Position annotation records
## Begin

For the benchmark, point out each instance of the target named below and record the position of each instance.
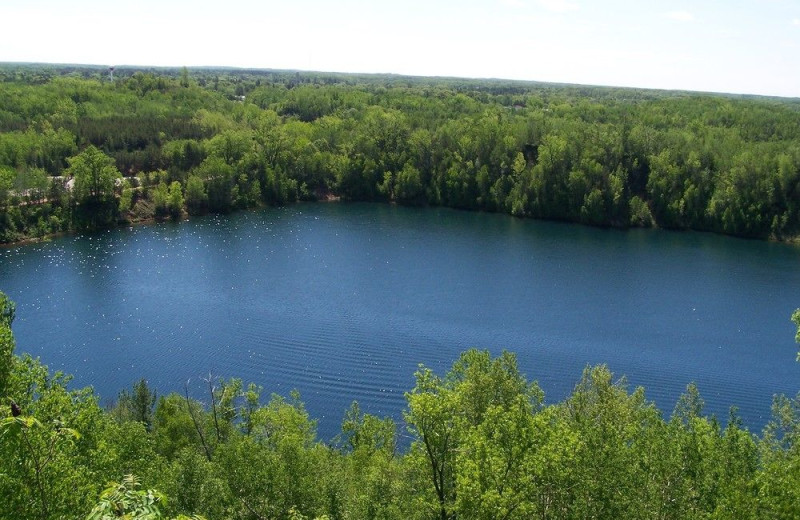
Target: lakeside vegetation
(80, 152)
(482, 444)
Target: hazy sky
(722, 46)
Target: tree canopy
(234, 139)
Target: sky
(733, 46)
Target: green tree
(94, 173)
(796, 320)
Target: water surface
(342, 302)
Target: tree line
(162, 143)
(482, 444)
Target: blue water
(342, 302)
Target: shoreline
(330, 199)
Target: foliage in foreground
(83, 152)
(484, 445)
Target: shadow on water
(343, 301)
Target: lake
(343, 301)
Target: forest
(81, 151)
(478, 442)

## End

● Written problem: Each entry should be repeated exactly as it appears; the pictures stay out.

● Correct result:
For the benchmark, point out each instance of the target named below and record the position of each instance.
Target: lakeside vegetation
(80, 152)
(482, 444)
Target: hazy sky
(722, 46)
Target: tree canopy
(234, 139)
Target: sky
(733, 46)
Target: green tree
(94, 173)
(796, 320)
Target: water surface
(342, 302)
Target: tree line
(162, 143)
(482, 444)
Target: blue water
(342, 302)
Target: shoreline
(330, 199)
Target: foliage in foreground
(83, 152)
(484, 445)
Target: shadow on water
(343, 301)
Target: lake
(343, 301)
Target: forest
(81, 151)
(478, 442)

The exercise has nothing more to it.